Work order »
Please write out the items below word for word, starting at the beginning of the items and ending at the line that contains "positive clicks: (112, 875)", with both ends included. Leave the pictures out of your answer.
*** Given entries Section Begins ***
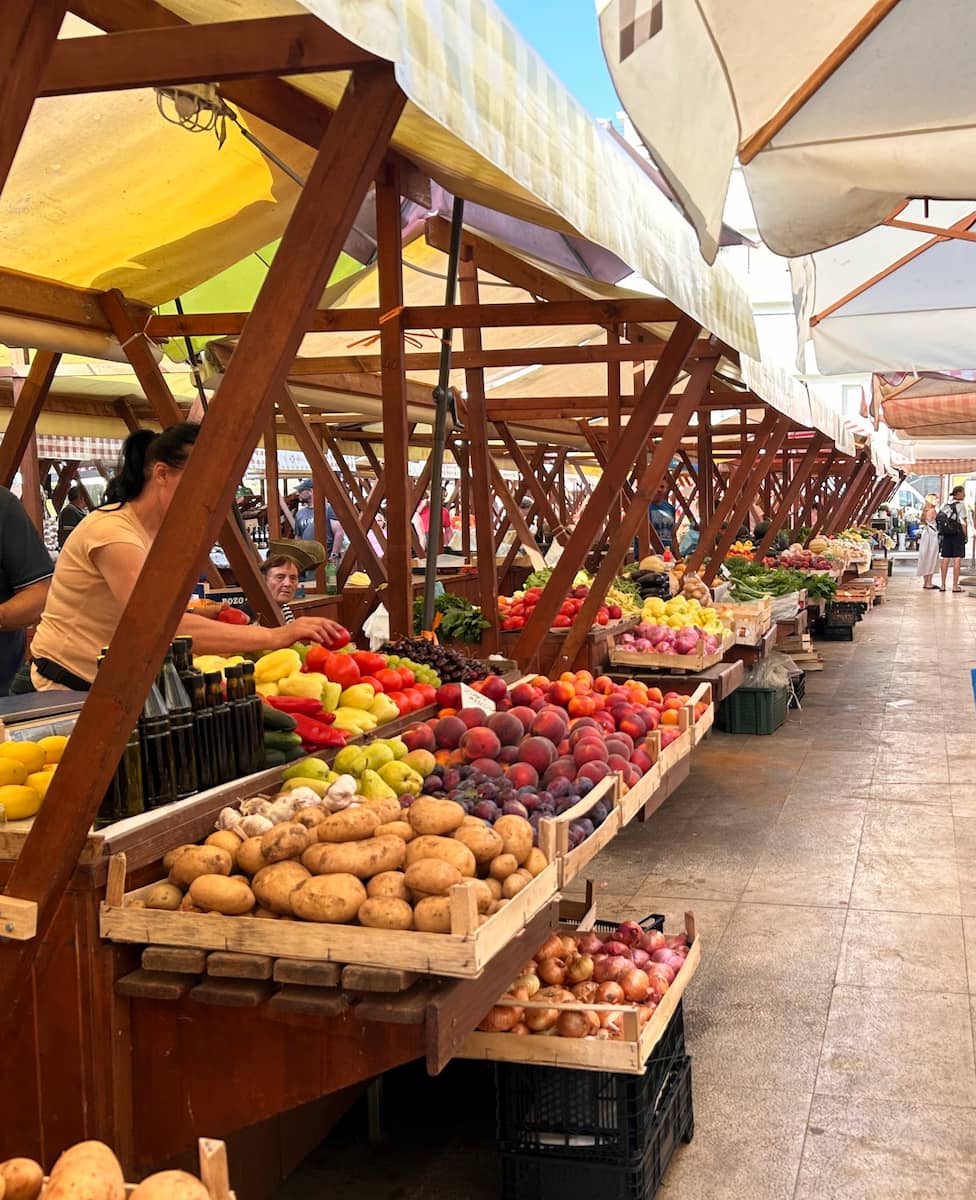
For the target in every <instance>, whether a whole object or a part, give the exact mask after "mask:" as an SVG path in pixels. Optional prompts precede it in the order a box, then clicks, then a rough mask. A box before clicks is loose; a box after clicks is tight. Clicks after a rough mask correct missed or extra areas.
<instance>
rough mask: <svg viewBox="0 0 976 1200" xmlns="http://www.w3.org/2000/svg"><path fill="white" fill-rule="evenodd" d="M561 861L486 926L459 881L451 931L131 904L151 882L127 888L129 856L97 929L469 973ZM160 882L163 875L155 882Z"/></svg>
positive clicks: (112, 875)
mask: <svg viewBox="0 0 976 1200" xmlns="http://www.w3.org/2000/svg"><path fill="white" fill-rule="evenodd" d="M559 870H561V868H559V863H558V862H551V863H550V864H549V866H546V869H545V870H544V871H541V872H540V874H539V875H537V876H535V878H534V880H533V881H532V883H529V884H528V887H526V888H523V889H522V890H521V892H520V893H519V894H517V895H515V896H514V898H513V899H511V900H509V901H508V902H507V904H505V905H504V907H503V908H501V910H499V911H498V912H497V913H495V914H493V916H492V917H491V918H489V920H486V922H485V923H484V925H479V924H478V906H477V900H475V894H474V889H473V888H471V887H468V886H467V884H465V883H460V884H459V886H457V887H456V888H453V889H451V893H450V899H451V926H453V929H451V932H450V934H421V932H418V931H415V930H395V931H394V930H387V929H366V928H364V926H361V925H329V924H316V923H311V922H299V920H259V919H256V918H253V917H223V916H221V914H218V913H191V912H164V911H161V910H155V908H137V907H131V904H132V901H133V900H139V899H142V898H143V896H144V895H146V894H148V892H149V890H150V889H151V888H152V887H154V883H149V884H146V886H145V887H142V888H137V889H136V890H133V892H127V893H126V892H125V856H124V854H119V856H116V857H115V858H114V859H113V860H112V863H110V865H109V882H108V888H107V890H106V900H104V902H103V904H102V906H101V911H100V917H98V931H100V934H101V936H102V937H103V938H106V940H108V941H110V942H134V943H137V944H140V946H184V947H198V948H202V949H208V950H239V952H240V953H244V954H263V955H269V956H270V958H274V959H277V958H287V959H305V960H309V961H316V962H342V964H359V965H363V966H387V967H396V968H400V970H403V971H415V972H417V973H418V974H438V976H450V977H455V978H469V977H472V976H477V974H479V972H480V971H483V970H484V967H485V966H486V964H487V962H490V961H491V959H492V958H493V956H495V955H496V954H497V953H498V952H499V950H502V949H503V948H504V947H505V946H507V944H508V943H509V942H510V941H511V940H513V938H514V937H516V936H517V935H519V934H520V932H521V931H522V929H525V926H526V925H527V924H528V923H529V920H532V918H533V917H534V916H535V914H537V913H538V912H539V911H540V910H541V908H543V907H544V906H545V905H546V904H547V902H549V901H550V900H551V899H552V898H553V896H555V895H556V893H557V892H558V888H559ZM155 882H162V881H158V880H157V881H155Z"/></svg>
*** Given entries Section Ends ***
Output of the task »
For the target in every <instance>, whether a whole object or a part, give the exact mask after "mask:" as an SVG path in pixels. Optional prompts precede it in the order a box, then clicks, then a rough mask. A box before clicks is loose; a box after clicks is tight. Clicks after a rough mask correct missed or extra areas.
<instance>
rough mask: <svg viewBox="0 0 976 1200" xmlns="http://www.w3.org/2000/svg"><path fill="white" fill-rule="evenodd" d="M561 861L486 926L459 881L451 931L131 904L151 882L127 888L129 856L97 929L469 973ZM160 882L163 875L155 882Z"/></svg>
positive clicks: (112, 875)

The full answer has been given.